§ **HOW TO COMPLETE THIS TASK**: Every record is to be copied unchanged, except that its pictures are removed.

§ **TASK INPUT**:
--- START ---

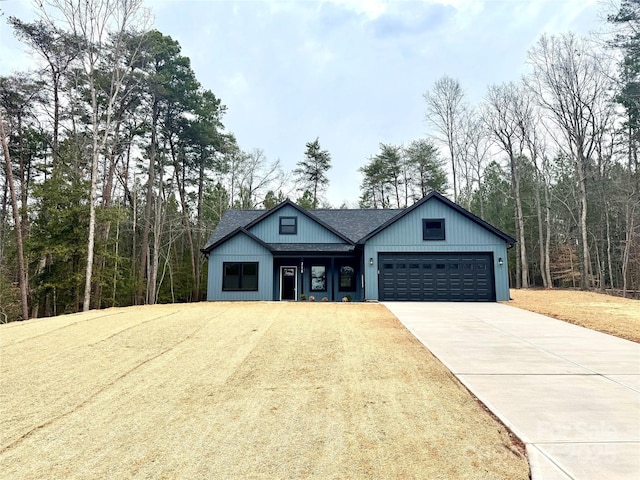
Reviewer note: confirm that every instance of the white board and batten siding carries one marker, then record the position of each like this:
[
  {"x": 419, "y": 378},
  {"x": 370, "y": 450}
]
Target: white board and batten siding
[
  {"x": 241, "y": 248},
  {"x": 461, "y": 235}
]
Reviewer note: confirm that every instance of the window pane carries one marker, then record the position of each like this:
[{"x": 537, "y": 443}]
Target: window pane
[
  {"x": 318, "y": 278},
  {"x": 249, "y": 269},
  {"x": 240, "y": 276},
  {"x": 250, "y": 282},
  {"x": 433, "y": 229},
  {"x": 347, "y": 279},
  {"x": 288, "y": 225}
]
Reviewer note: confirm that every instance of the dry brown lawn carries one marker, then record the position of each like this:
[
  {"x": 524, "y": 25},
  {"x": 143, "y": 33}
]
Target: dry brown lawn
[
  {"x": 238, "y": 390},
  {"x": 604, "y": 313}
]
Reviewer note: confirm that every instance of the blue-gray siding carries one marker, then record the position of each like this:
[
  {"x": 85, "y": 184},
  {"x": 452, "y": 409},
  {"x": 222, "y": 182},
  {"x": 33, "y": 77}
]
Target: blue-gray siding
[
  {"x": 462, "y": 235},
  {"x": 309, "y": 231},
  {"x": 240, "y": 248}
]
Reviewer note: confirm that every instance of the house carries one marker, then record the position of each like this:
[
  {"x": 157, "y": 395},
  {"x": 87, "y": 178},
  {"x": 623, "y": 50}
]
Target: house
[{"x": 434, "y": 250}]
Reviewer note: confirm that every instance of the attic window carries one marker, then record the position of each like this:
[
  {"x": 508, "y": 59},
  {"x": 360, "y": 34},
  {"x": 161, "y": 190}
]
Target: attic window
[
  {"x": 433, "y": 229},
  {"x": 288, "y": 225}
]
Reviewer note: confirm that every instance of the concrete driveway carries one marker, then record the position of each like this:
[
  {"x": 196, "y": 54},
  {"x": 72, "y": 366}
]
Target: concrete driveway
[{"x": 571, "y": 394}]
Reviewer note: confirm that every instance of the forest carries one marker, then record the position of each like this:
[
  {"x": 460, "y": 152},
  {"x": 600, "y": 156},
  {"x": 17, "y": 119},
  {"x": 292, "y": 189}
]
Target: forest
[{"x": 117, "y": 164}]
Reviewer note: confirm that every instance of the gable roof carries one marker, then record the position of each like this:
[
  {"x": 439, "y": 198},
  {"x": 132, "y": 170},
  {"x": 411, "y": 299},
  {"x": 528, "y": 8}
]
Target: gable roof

--- END ---

§ **RESPONSE AREA**:
Reviewer note: confirm that every instance of the white board and batten siding carries one marker, then record the position of each like this:
[
  {"x": 419, "y": 378},
  {"x": 370, "y": 450}
]
Target: white board and batten siding
[
  {"x": 241, "y": 248},
  {"x": 461, "y": 235}
]
Reviewer note: confirm that every instance of the window pane carries one marker, then record the position of each like this:
[{"x": 537, "y": 443}]
Target: window pane
[
  {"x": 318, "y": 278},
  {"x": 249, "y": 269},
  {"x": 240, "y": 276},
  {"x": 250, "y": 282},
  {"x": 433, "y": 229},
  {"x": 347, "y": 279},
  {"x": 288, "y": 225}
]
Reviewer note: confirm that every instance of the dry brown lawn carries one marker, then record the position of each like this:
[
  {"x": 524, "y": 25},
  {"x": 143, "y": 33}
]
Target: dry brown lawn
[
  {"x": 238, "y": 390},
  {"x": 604, "y": 313}
]
Reviewer note: confirm that every instance of the blue-gray siding carries one marker, then record the position of each like this:
[
  {"x": 85, "y": 184},
  {"x": 452, "y": 409},
  {"x": 222, "y": 182},
  {"x": 33, "y": 77}
]
Target: blue-gray siding
[
  {"x": 462, "y": 235},
  {"x": 309, "y": 231},
  {"x": 240, "y": 248}
]
Reviewer note: confirm that every instance of the house carries one marker, then record the position of each like this:
[
  {"x": 157, "y": 395},
  {"x": 87, "y": 178},
  {"x": 623, "y": 50}
]
Target: house
[{"x": 434, "y": 250}]
Reviewer note: confirm that every instance of the attic window carries one marker, then record the position of each like this:
[
  {"x": 508, "y": 59},
  {"x": 360, "y": 34},
  {"x": 161, "y": 190}
]
Target: attic window
[
  {"x": 433, "y": 229},
  {"x": 288, "y": 225}
]
Reviewer note: confirm that every instance of the concrete driveway carries one marker, then record the position of each like this:
[
  {"x": 196, "y": 54},
  {"x": 72, "y": 366}
]
Target: concrete driveway
[{"x": 571, "y": 394}]
Reviewer note: confirm that every instance of the forest carries one marker, then record the position of each like this:
[
  {"x": 460, "y": 152},
  {"x": 600, "y": 156},
  {"x": 17, "y": 119},
  {"x": 292, "y": 189}
]
Target: forest
[{"x": 117, "y": 164}]
Reviewer note: confirm that every instance of the gable roof carries one marker, then record the position of each like this:
[
  {"x": 439, "y": 198},
  {"x": 132, "y": 170},
  {"x": 411, "y": 299},
  {"x": 528, "y": 8}
]
Target: gable roof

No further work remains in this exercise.